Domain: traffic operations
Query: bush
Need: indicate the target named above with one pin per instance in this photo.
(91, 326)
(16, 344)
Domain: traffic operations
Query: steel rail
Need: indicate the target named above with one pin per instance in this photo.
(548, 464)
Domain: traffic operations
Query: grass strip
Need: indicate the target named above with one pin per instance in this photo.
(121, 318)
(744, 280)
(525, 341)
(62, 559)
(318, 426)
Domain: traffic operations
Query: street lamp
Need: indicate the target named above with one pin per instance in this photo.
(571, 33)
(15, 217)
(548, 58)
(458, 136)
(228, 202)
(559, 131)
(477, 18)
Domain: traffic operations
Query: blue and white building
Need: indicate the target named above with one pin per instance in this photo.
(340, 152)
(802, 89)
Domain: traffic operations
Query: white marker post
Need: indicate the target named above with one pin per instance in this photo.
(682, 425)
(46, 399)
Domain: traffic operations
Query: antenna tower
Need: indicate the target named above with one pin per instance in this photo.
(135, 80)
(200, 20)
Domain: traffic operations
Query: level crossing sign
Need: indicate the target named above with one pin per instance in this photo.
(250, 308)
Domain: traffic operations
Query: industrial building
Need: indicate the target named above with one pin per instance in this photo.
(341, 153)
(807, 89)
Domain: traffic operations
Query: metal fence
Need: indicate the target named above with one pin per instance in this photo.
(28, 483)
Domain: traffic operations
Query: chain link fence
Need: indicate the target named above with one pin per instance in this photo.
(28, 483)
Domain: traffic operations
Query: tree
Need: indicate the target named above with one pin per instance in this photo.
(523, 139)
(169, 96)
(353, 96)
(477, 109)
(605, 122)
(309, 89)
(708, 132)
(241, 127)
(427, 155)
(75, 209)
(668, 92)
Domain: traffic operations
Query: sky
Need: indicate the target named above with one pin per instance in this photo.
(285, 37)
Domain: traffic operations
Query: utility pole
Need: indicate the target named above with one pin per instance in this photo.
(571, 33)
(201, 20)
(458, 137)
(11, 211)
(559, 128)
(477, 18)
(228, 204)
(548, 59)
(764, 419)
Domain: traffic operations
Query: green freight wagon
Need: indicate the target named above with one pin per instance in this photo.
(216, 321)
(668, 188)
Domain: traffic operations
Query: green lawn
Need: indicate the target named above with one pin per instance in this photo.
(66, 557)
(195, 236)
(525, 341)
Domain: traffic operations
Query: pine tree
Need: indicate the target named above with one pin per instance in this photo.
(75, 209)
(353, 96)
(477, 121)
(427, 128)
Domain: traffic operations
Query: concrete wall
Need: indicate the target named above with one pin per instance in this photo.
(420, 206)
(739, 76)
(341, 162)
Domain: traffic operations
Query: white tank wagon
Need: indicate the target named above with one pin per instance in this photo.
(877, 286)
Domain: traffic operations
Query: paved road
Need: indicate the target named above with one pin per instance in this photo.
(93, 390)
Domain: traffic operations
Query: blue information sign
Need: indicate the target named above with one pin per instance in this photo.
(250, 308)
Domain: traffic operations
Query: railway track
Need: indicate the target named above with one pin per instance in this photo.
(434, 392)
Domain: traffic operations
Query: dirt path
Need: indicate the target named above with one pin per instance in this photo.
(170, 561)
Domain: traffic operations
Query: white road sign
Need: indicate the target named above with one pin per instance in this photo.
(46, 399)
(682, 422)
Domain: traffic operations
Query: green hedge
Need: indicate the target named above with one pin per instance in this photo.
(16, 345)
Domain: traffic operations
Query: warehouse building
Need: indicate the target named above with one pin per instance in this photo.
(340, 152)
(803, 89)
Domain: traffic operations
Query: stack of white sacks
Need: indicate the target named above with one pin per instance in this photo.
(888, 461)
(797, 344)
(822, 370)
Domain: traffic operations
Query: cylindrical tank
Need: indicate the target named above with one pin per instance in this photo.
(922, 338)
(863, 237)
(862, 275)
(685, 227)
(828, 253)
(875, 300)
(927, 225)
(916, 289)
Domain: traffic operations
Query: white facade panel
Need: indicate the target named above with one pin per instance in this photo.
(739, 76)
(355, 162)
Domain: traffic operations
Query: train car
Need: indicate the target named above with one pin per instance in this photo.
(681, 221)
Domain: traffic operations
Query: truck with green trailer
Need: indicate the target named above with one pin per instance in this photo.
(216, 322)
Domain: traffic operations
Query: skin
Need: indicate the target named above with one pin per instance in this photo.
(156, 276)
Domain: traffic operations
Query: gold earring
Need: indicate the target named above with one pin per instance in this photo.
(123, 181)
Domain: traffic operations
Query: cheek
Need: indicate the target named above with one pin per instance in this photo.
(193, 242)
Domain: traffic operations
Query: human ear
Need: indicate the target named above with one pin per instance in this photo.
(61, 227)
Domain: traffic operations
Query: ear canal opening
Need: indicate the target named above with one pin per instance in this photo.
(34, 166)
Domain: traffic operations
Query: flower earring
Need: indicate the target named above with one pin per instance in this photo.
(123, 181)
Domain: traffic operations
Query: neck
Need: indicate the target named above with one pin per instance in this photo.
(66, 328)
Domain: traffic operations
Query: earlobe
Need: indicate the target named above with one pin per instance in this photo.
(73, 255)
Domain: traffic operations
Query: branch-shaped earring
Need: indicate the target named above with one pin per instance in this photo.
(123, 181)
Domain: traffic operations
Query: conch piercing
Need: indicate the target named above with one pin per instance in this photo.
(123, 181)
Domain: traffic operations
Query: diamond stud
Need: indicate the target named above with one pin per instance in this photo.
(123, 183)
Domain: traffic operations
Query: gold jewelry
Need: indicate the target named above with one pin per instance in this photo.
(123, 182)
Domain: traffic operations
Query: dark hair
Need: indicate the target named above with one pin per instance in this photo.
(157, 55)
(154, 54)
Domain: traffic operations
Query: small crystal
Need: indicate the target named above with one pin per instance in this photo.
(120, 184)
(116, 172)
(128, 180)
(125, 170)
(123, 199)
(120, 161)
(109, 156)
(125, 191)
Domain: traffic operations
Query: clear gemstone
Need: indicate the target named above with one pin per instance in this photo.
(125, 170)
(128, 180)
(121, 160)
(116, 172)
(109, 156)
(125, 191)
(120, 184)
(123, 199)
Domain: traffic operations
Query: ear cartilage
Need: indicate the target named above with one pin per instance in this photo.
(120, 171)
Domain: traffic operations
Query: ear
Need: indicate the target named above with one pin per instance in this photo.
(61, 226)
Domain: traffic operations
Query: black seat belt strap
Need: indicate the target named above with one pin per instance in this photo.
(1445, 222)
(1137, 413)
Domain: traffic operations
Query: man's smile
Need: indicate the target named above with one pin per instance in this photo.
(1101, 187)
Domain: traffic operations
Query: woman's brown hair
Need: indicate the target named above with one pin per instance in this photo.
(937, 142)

TASK PROMPT
Go through the listing and print each line exactly as it appears.

FINAL ANSWER
Domain: traffic operations
Query: bush
Need: indicate the target named above with one pin per instance in this photo.
(91, 326)
(16, 344)
Domain: traffic operations
Query: steel rail
Need: indicate the target named above with one pin per instance in this photo.
(548, 464)
Domain: traffic operations
Query: grass strip
Need: indicate the target named above with one pin per instance in this photo.
(121, 318)
(744, 280)
(525, 341)
(62, 559)
(318, 426)
Domain: traffic operations
Query: street lamp
Need: indicate the target named above with one pin per instance in this photo.
(571, 33)
(15, 217)
(548, 58)
(458, 136)
(228, 202)
(559, 131)
(477, 18)
Domain: traffic operations
Query: blue and white building
Need: indicate the target named above with one pin per instance in this photo.
(340, 152)
(802, 89)
Domain: traffic operations
Query: white marker post
Need: indicate the target named above with one pin per instance in this photo.
(682, 425)
(46, 399)
Domain: traffic operations
Query: antenna tower
Need: indicate the target named above with one pin per instance in this photo.
(135, 80)
(200, 20)
Domain: traffic operations
Query: level crossing sign
Need: indicate the target named above with one pin per instance in this photo.
(250, 308)
Domain: traffic operations
Query: industrial building
Need: indicate the target named above with one pin per instance in this photo.
(341, 153)
(807, 89)
Domain: traffic operations
Query: metal fence
Need: indicate the target named above with one pin per instance in this photo.
(28, 483)
Domain: traffic operations
Query: chain link fence
Need: indicate the target named above with one pin per instance in this photo.
(28, 483)
Domain: traffic operations
Query: tree
Need: indicate the target named above with one pin per instance in this photo.
(523, 139)
(169, 96)
(353, 96)
(477, 109)
(605, 122)
(309, 89)
(708, 132)
(241, 127)
(427, 155)
(75, 209)
(668, 92)
Domain: traffic operations
Query: sky
Need: indicate the target named above with one pin per instance in this photo.
(285, 37)
Domain: traffic operations
Query: utility pole
Need: indicate the target named above with one pin per instance in this photo.
(571, 33)
(201, 20)
(458, 137)
(11, 211)
(559, 128)
(477, 18)
(228, 204)
(548, 59)
(764, 419)
Domain: traffic operations
Query: green freight wagon
Need: indicate the target named above with one pin per instance in this photo.
(216, 321)
(668, 188)
Domain: traffic operations
Query: green lawn
Need: indicate the target named above with one pin per instance in this photo.
(66, 557)
(195, 236)
(525, 341)
Domain: traffic operations
Query: pine tree
Need: indicate the target named above with one pin per instance in this photo.
(75, 209)
(353, 96)
(477, 121)
(427, 128)
Domain: traffic operations
Query: concrete wall
Need: indicate the target named above with one pin per instance in this photo.
(420, 206)
(739, 76)
(341, 162)
Domain: traffic operations
Query: white tank wagon
Need: indicate the target named above with one pin per instance in this photo.
(877, 286)
Domain: traffic operations
Query: paved road
Need: indicate the target named above with one pin per instance in this photo.
(93, 390)
Domain: traffic operations
Query: blue information sign
Need: indicate the target named above with one pin per instance in this photo.
(250, 308)
Domain: traffic operations
Query: railway track
Need: indicate the target named above with one pin per instance in this photo.
(434, 392)
Domain: traffic operations
Query: dirt path
Need: indicate the target named above with one pin per instance in this photo.
(170, 561)
Domain: traffic operations
Query: white road sign
Need: indicate the target named above with one pin per instance in this photo.
(46, 399)
(682, 422)
Domain: traffic operations
Query: green hedge
Need: indicate the target named above with one pin per instance in this photo.
(16, 345)
Domain: traffic operations
Query: warehouse building
Need: indicate the target named above with one pin per instance in this photo.
(340, 152)
(803, 89)
Domain: traffic operations
Query: stack of white sacks
Need: indicate the target named above with one pin per instance in this photo.
(888, 461)
(797, 344)
(822, 370)
Domain: traffic operations
Query: cylindrical tank
Need: indicate the target named above with one pin per instance in this photo.
(922, 338)
(863, 237)
(862, 275)
(685, 227)
(828, 253)
(875, 300)
(927, 225)
(916, 289)
Domain: traffic operations
Query: white facade panel
Need: indicate the target named above with one pin per instance in this photo.
(739, 76)
(355, 162)
Domain: traffic operations
Query: train car
Need: indicate the target named above with one pin per instance in this photo.
(681, 221)
Domain: traffic operations
Query: truck with green trailer
Need: indicate the target named above with one pin per instance in this photo.
(216, 322)
Domain: traffic operations
Query: skin
Need: indicate the target named above with one pin per instance in this photo.
(156, 276)
Domain: traffic operations
Query: gold earring
Need: indicate the target named above with one pin per instance in this photo.
(123, 181)
Domain: traffic operations
Query: cheek
Need: indicate the target named above with one pin per instance in this photo.
(193, 242)
Domain: traffic operations
Query: human ear
Need: indicate the target named above with one pin per instance in this photo.
(61, 227)
Domain: traffic operations
Query: ear canal opening
Need: indicate the target named above with one pin per instance in this photo.
(34, 166)
Domain: traffic operations
Query: flower earring
Need: indicate the target named above with one pin per instance in this photo.
(123, 181)
Domain: traffic operations
Query: neck
Need: indicate the target named above with one pin per instance in this photo.
(66, 328)
Domain: traffic operations
Query: earlobe
Need: indicate the target named above with one pin per instance in this photo.
(73, 255)
Domain: traffic operations
Query: branch-shaped earring
Need: indicate the target named above with one pin per instance in this photo.
(123, 181)
Domain: traffic operations
Query: conch piercing
Need: indicate the target named above with one pin per instance in this photo.
(123, 181)
Domain: traffic operations
Query: diamond stud
Need: indicate the target named above with one pin per instance in this photo.
(123, 183)
Domain: traffic operations
Query: gold jewelry
Need: indicate the target named above with one pin per instance in this photo.
(123, 182)
Domain: traffic operations
Query: dark hair
Need: indicate the target named above with one pin per instance in this photo.
(157, 55)
(154, 54)
Domain: traffic operations
Query: small crystal
Need: indicate the target named above with one pin per instance in this photo.
(120, 184)
(116, 172)
(128, 180)
(125, 170)
(123, 199)
(120, 161)
(109, 156)
(125, 191)
Domain: traffic operations
Query: clear gemstone
Need: indicate the target named above with one pin per instance in this photo.
(125, 170)
(128, 180)
(121, 160)
(116, 172)
(109, 156)
(125, 191)
(120, 184)
(123, 199)
Domain: traffic operations
Query: ear cartilage
Need: indicate the target named above with one pin per instance in this photo.
(120, 171)
Domain: traffic operations
Query: ear
Need: indicate the target named above with one pin per instance in this photo.
(61, 226)
Domain: traffic operations
Query: black seat belt strap
Need: indicate the target named above with one pin per instance in this photo.
(1445, 222)
(1137, 413)
Domain: traffic operations
Query: man's smile
Need: indicate the target named above with one pin per instance in this photo.
(1101, 187)
Domain: traffic operations
Query: woman's brown hair
Need: indicate the target named above with one pin per instance in this photo.
(937, 142)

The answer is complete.